= Teks Halaman =
Oleh Novyandi Saputra

Hal pertama ketika saya menonton sebuah pertunjukan adalah tidak memasang ekspektasi terlalu tinggi. Cukup hadir menikmati dan mengambil hikmah dari apa yang dipertunjukan. Hal ini juga berarti saya mencoba untuk melepaskan segala bentuk persepsi artistik yang mungkin sudah ada berdasarkan pengalaman menonton dan merasakan banyak pertunjukan seni.

Robert Pinget adalah seorang penulis dan dramawan Perancis yang dikenal dengan karyanya yang eksperimental dan sering kali menggali tema-tema eksistensial dan krisis identitas. Salah satu karya pentingnya adalah Prabu Maha Anu (Judul aslinya dalam bahasa Prancis: L’Inquisitoire), yang diterbitkan pada tahun 1962. Naskah ini mencerminkan pendekatan Pinget terhadap narasi dan karakterisasi, di mana dia kerap bermain dengan struktur dan bahasa untuk mengeksplorasi kompleksitas manusia.

Saya mencoba mencari tahu apa yang terjadi dalam kurun 5 tahun terakhir di Perancis saat Pinget menulis naskah tersebut.

Beberapa literatur menjelaskan bahwa pada era itu Perancis sedang mengalami perubahan sosial, ekonomi, dan budaya yang sangat signifikan. Beberapa hal yang terjadi pada masa itu antara lain; Pada tahun 1958, Charles de Gaulle kembali ke kekuasaan dan membantu membentuk Republik Kelima Prancis. Ia kemudian menjadi Presiden pada tahun 1959. Kepemimpinannya ditandai oleh reformasi politik dan administrasi yang signifikan. Prancis mengalami pertumbuhan ekonomi yang signifikan selama periode ini, sering disebut sebagai “Trente Glorieuses” atau “Tiga Puluh Tahun Keemasan” (1945-1975).

= Entri yang Diberikan =
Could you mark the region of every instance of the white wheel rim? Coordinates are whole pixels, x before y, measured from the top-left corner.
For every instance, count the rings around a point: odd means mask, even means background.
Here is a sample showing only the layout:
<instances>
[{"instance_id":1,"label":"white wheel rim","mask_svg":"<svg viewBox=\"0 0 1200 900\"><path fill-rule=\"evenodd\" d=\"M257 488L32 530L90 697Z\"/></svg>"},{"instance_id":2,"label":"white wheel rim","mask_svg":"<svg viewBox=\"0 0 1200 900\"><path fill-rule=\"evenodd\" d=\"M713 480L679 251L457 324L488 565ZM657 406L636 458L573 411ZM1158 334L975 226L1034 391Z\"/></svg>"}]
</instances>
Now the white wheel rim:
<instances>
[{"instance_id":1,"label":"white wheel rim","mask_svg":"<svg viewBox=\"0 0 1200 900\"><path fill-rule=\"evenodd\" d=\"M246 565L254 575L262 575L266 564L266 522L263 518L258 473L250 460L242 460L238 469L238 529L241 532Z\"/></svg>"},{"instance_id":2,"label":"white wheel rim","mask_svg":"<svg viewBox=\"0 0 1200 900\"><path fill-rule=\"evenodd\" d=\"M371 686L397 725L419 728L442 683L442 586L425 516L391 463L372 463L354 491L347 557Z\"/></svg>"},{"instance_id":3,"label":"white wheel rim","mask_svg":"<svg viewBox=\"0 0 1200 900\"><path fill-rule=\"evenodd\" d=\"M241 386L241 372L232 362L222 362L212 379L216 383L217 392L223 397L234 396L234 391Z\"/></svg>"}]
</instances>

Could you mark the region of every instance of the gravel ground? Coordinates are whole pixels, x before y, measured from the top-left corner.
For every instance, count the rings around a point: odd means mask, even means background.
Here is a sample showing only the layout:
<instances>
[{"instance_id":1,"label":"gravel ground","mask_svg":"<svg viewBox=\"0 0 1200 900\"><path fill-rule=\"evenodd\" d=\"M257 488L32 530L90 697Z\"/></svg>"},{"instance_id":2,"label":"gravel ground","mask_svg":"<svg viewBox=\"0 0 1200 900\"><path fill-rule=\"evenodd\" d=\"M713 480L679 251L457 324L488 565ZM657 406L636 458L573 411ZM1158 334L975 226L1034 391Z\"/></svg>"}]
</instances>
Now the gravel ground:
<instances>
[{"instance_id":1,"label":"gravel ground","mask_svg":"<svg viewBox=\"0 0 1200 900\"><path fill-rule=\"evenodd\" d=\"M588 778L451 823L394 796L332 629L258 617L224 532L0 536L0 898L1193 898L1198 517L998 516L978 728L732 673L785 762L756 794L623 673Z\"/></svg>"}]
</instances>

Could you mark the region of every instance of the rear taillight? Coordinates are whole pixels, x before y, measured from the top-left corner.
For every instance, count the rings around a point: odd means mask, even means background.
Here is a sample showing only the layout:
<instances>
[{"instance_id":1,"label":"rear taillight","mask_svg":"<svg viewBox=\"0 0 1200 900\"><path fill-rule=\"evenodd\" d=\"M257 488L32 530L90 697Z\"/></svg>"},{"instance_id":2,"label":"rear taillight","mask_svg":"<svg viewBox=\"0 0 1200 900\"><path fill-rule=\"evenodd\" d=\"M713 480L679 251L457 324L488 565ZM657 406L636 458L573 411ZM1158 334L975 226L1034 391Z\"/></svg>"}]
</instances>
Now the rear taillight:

= Tujuan 1 =
Jawablah pertanyaan berikut berdasarkan teks tentang Robert Pinget.
(a) Apa yang pertama kali dilakukan penulis ketika menonton sebuah pertunjukan?
(b) Apa judul asli Prabu Maha Anu dalam bahasa Prancis?
(c) Pada tahun berapa Charles de Gaulle menjadi Presiden?
= Tujuan 2 =
Teruskan teks tentang Robert Pinget, dimulai setelah kalimat terakhirnya.
Materi ini tidak ada hubungannya dengan teks tentang Robert Pinget.

= Hasil Tugas 1 =
(a) Tidak memasang ekspektasi terlalu tinggi.
(b) L’Inquisitoire.
(c) 1959.

= Hasil Tugas 2 =
Pertumbuhan ekonomi ini disertai dengan perubahan sosial yang cepat, termasuk urbanisasi, peningkatan standar hidup, dan perubahan dalam struktur keluarga dan pekerjaan. Pada periode ini, Prancis juga mengalami kebangkitan budaya. Ada perkembangan penting dalam seni, sastra, dan film.

Tahun 1960-an dikenal dengan gerakan “Nouvelle Vague” (Gelombang Baru) dalam perfilman Perancis, yang dipelopori oleh sutradara seperti François Truffaut dan Jean-Luc Godard. Tahun-tahun ini juga melihat awal dari ketidakpuasan sosial yang akan memuncak pada Mei 1968. Meskipun puncak dari protes mahasiswa dan pekerja terjadi setelah 1962, banyak isu sosial dan ekonomi yang memicu protes ini mulai muncul selama awal 1960-an.

Prabu Maha Anu menggunakan struktur naratif yang tidak linear dan fragmentaris, mencerminkan kebingungan dan disorientasi yang dialami oleh karakter-karakternya. Ini merefleksikan krisis identitas di mana alur pikiran dan perasaan seseorang terasa terpecah-pecah dan tidak teratur.

Karakter-karakter dalam Prabu Maha Anu sering kali digambarkan dengan identitas yang kabur atau tidak jelas. Mereka mungkin berjuang untuk memahami diri mereka sendiri atau tempat mereka dalam dunia, yang mencerminkan krisis identitas yang mereka alami. Pinget sering mengangkat tema eksistensial dalam karyanya, mempertanyakan makna keberadaan dan identitas. Dalam Prabu Maha Anu, kita melihat karakter-karakter yang terjebak dalam pencarian makna yang tidak pernah terwujud sepenuhnya, mencerminkan perasaan hampa dan kehilangan arah yang sering menyertai krisis identitas.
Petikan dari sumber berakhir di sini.